- Text segment:

--------------------------------------------------

Uganda v Balunywa (Criminal Session Case No. 24 of 2011267) [2013] UGHCCRD 46 (1 October 2013)

Flynote
Criminal law
Case summary
The court considered whether there had been a sexual act. The court found that medical evidence proved that there was a sexual act occasioned to the victim.   The court also considered whether the act was without the victim’s consent. The court found that all the circumstances surrounding the sexual act pointed to the use of force against the victim and that the act was without her consent. The court considered the alibi put forward by the accused. The court noted that it was not the duty of accused person to prove his alibi but up to the prosecution to destroy it by putting the accused person squarely at the scene of crime and thereby proving that he is the one who committed the crime.   The court then considered the participation of the accused in the sexual act. The court noted that the accused had not been correctly identified. The court relying on circumstantial evidence found that the accused had not been accurately proved to have participated in the in the commission of the offence. The court was not satisfied that the prosecution had discharged the standard of proof required in cases that depend entirely on circumstantial evidence. Accordingly, the court acquitted the accused.

THE REPUBLIC OF UGANDA

IN THE HIGH COURT OF UGANDA AT IGANGA


CRIMINAL SESSION CASE NO. 24 OF 2011


UGANDA…………………………………………………………………….PROSECUTOR


VERSUS


BALUNYWA BUDALA……….………………………………………………….ACCUSED


BEFORE: THE HON. LADY JUSTICE FLAVIA SENOGA ANGLIN



JUDGMENT



BALUNYWA BUDALA the accused person in this case was indicted for Rape c/s 123 & 124 of the Penal Code Act.


The case for the prosecution is that the accused person on 15.02.10 at Butondolo village in Iganga District had unlawful carnal knowledge of Nangobi Edinansi Byamwilya without her consent.


The accused denied the indictment. He stated that during the night in question, he was at his home preparing himself for school. The next day he was arrested on his way from school and told he had stolen a shirt from one Henry. He denied ever having stolen the shirt.


The prosecution called 8 witnesses in a bid to prove its case.


The issues for the court to determine that also constitute the ingredients of the offence are the following:

  1. Whether there was carnal knowledge of the complainant.

  2. If so, whether the act was committed without her consent or with consent obtained by threats, deception or violence

  3. Whether it is the accused who had carnal knowledge of the complainant – See Charles Katende Vs. Uganda [1971]2 ULR 16.


In determining this case, I bear in mind the duty of the prosecution to prove all the ingredients of the offence beyond all reasonable doubt. This burden never shifts save in a few exceptional cases provided for by law.


The accused person has no legal burden to prove his innocence. Even where he raises a defence, the duty still remains on the prosecution to prove beyond all reasonable doubt that nonetheless the offence was committed and that it was committed by the accused.

--------------------------------------------------

- Supplied entries:
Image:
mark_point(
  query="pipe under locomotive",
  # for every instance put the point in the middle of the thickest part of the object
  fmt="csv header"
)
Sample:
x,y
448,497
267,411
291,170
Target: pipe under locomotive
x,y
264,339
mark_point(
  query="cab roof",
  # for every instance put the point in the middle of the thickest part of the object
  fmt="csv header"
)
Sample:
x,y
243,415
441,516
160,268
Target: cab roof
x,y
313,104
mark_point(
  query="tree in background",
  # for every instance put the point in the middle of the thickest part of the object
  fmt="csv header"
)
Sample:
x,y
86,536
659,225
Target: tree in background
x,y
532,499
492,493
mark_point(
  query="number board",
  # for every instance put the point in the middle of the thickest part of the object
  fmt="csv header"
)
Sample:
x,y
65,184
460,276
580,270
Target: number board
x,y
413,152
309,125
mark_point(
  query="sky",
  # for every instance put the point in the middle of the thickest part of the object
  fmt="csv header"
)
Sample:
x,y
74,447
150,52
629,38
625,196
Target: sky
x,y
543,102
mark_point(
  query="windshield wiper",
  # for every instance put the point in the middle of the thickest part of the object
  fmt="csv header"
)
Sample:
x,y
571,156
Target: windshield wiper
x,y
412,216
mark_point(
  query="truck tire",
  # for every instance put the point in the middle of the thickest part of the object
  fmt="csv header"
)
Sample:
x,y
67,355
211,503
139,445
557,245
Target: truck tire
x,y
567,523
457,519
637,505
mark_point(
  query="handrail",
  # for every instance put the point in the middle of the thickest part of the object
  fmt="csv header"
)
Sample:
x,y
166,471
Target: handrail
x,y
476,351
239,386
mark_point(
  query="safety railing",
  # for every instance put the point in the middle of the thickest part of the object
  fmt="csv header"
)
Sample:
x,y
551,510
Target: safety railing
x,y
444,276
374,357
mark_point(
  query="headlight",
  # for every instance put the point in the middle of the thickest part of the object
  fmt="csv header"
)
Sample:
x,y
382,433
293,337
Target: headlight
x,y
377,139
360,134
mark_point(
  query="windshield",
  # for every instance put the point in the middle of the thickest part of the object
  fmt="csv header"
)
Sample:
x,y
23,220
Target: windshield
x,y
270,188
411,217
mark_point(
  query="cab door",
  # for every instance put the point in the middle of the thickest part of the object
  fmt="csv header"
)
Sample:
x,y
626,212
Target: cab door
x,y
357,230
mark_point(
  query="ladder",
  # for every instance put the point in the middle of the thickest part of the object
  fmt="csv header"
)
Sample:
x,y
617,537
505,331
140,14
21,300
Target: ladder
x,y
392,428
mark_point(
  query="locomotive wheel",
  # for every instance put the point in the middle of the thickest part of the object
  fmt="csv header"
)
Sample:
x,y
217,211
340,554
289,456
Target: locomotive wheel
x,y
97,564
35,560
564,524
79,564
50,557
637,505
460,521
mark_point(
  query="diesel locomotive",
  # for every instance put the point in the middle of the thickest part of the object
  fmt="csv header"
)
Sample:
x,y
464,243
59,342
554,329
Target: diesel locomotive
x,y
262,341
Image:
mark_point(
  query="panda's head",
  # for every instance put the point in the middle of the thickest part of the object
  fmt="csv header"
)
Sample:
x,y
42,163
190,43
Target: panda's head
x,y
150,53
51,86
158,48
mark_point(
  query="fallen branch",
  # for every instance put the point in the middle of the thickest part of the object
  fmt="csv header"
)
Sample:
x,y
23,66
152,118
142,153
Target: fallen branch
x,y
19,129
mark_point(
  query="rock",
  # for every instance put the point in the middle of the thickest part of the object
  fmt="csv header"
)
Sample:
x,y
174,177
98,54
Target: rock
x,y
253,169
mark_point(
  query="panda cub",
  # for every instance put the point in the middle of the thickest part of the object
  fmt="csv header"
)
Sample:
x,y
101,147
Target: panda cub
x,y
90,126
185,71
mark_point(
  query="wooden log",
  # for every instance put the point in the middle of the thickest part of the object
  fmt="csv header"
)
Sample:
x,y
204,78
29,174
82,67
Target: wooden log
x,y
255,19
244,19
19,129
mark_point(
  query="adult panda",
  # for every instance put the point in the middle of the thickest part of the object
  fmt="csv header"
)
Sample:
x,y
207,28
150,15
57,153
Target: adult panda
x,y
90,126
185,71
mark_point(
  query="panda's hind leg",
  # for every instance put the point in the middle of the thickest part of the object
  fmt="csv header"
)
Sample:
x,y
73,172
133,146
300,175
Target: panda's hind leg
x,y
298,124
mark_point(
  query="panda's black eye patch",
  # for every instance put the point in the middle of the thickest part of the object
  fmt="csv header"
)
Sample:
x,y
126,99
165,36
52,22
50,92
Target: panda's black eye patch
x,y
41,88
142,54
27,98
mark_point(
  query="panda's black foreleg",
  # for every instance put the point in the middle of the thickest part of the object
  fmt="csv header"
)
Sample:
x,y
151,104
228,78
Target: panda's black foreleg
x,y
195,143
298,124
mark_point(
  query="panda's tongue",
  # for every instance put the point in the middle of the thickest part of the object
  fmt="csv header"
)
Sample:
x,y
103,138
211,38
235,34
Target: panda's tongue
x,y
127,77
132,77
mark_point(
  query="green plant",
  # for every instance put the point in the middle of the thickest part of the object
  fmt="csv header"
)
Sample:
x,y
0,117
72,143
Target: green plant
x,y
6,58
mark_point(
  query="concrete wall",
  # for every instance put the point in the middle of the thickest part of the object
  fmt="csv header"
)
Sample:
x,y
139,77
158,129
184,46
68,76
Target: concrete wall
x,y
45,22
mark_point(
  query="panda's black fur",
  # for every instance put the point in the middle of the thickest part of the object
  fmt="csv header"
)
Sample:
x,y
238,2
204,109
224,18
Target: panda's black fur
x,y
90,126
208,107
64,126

--------------------------------------------------

- Activity:
Answer these from the case report:
(a) How many witnesses did the prosecution call?
(b) According to the accused, where was he during the night in question, and what was he doing?
(c) What did the court ultimately do with the accused?
The records have nothing to do with the case report.

- Finished task:
(a) 8 witnesses.
(b) He was at his home, preparing himself for school.
(c) It acquitted him.